Exercise prompt =
Count the lines of the listing below that contain the word "ceiling". Give only the number.

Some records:
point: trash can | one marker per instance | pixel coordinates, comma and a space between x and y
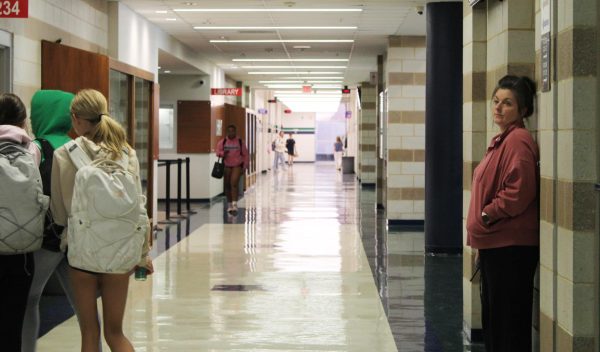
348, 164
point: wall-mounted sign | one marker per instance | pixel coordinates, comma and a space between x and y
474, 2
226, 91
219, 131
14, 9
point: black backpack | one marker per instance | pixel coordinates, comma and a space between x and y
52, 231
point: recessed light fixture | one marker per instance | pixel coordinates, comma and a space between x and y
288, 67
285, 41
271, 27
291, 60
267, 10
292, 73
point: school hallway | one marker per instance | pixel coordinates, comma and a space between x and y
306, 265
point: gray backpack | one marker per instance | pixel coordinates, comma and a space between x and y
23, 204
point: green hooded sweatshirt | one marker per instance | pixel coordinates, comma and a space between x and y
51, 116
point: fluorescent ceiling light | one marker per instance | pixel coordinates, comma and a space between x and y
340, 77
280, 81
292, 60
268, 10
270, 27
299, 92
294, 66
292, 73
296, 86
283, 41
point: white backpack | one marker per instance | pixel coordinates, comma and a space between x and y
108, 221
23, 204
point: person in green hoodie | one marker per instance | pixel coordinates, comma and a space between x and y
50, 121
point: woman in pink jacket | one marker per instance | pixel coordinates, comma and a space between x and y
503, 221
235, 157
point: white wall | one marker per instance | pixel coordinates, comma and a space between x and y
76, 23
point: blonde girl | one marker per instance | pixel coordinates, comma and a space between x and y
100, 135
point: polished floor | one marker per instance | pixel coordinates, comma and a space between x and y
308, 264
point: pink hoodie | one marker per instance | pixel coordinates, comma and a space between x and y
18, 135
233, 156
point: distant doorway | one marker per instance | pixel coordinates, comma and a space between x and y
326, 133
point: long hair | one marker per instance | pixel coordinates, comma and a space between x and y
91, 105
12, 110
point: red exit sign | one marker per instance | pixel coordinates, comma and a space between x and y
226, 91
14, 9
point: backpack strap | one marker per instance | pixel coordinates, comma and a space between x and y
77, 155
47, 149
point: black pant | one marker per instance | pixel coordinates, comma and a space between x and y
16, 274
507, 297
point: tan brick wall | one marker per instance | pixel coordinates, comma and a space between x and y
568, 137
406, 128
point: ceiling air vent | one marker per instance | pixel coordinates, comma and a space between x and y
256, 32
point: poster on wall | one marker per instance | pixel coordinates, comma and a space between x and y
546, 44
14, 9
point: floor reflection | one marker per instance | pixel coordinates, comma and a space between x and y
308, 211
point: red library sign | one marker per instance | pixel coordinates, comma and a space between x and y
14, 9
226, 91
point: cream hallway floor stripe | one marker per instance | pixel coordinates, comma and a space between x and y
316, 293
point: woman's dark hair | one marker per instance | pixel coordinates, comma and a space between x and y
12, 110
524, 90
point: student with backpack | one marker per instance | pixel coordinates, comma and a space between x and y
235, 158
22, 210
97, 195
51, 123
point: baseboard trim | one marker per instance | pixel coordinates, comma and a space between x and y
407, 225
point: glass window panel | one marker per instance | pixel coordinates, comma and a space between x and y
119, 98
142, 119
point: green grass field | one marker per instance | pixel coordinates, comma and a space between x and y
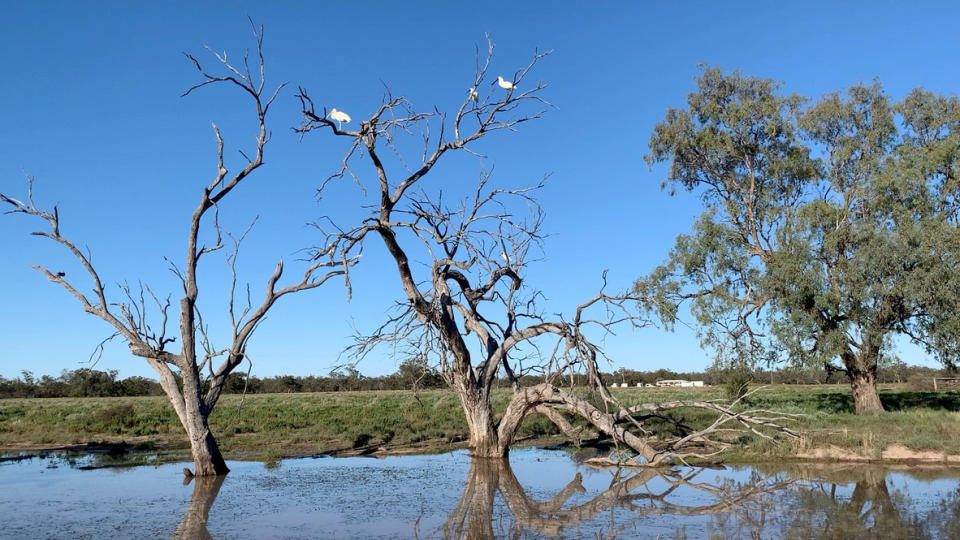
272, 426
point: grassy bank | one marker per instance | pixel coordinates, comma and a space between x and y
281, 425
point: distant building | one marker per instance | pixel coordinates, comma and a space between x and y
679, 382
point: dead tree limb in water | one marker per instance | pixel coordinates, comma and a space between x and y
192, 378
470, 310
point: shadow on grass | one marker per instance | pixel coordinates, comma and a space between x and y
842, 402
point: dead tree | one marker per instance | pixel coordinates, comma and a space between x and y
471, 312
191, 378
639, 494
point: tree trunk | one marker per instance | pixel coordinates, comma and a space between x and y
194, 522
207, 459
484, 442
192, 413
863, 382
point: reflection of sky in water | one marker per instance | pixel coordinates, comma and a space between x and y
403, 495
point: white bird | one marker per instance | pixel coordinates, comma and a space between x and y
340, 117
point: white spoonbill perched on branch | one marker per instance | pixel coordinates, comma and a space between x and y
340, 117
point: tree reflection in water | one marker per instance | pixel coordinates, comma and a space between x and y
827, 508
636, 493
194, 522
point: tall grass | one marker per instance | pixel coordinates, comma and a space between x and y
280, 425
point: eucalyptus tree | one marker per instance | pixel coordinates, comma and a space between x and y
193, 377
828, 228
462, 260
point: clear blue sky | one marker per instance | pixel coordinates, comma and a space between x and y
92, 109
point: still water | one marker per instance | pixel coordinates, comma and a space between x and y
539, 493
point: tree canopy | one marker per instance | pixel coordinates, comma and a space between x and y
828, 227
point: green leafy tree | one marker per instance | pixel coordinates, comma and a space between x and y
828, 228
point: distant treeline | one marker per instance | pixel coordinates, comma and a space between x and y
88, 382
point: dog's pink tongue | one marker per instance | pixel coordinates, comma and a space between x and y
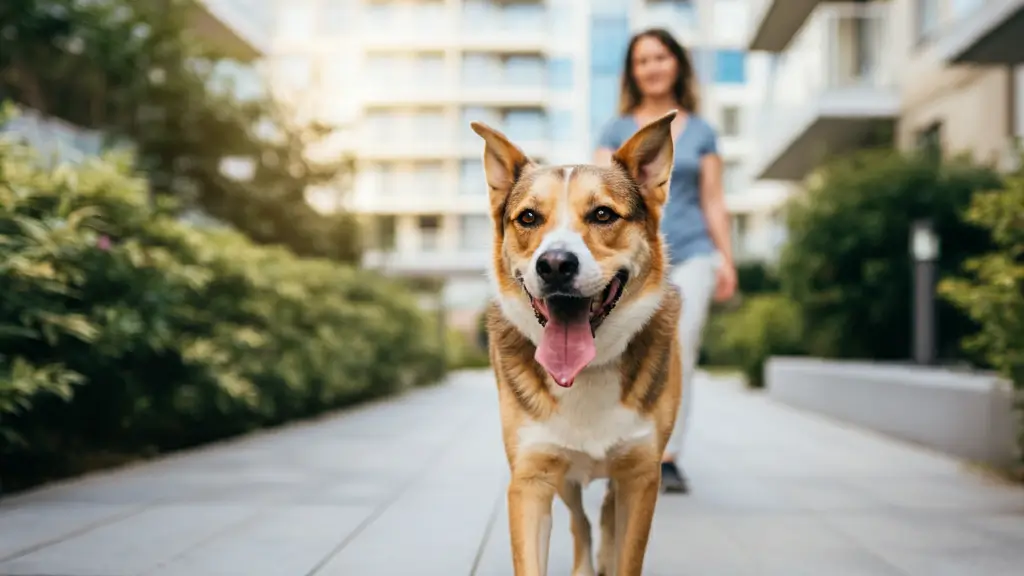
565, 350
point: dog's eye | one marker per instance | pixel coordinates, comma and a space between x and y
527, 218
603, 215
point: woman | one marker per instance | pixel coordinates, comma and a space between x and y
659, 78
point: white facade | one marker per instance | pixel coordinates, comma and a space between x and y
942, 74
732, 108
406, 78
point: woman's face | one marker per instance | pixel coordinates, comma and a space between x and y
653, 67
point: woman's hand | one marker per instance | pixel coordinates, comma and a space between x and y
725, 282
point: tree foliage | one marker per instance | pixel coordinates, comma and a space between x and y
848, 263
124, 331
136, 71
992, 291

---

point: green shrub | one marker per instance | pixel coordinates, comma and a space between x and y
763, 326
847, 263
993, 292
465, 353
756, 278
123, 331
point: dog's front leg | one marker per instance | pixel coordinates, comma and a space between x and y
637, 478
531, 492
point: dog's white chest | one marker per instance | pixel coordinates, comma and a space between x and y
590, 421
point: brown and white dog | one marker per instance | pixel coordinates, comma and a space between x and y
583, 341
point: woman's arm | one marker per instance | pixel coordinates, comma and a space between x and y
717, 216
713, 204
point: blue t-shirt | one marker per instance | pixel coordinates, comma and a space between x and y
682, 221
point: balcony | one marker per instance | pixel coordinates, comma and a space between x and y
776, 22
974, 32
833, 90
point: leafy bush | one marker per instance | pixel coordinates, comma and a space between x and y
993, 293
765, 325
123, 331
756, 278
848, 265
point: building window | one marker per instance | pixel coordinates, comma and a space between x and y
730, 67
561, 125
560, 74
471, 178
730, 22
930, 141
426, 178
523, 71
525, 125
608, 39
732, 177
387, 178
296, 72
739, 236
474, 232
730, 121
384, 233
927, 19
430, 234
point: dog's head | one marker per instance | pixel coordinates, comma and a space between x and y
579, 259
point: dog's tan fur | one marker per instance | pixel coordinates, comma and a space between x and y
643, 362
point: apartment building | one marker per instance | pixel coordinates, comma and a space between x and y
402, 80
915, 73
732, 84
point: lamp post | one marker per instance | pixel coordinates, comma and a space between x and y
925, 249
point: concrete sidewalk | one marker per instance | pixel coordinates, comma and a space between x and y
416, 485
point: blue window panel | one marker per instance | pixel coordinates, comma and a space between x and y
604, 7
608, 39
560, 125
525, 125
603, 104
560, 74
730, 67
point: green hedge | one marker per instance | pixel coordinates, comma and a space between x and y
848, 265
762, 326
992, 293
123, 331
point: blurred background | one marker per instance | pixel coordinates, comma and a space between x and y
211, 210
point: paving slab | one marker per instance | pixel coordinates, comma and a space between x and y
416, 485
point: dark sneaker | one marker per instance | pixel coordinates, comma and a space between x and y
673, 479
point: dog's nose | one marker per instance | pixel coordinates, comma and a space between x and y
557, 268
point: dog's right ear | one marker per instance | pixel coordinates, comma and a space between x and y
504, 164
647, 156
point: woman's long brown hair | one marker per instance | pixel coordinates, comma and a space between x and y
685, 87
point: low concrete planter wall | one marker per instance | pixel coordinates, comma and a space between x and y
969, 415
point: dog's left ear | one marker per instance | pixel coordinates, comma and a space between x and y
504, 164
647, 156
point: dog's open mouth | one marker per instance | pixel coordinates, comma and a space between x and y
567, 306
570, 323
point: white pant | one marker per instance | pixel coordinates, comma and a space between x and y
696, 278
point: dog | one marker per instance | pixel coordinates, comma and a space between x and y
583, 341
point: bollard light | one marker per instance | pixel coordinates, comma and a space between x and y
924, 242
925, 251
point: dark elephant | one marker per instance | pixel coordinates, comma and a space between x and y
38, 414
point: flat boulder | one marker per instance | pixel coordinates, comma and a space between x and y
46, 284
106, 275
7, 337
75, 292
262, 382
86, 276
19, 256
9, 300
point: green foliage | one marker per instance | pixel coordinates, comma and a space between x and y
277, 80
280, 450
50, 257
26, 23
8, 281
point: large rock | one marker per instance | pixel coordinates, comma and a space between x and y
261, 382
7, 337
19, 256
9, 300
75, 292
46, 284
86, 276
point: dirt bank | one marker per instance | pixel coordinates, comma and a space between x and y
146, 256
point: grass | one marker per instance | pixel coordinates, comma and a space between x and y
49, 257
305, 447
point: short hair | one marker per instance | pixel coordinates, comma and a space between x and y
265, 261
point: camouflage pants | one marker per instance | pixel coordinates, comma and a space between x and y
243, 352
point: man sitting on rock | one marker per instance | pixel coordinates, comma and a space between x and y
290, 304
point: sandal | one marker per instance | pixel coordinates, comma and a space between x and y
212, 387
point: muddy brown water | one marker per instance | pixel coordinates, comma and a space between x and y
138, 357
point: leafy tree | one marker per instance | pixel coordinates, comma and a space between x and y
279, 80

--

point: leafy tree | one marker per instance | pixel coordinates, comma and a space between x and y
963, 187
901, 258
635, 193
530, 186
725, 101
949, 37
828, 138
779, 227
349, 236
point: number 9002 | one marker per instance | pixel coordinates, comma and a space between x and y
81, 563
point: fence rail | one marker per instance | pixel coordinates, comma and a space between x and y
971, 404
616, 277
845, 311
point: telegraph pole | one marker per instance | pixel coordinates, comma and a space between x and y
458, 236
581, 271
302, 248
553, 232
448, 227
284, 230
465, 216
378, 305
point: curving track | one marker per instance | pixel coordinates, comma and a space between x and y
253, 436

Complete answer =
2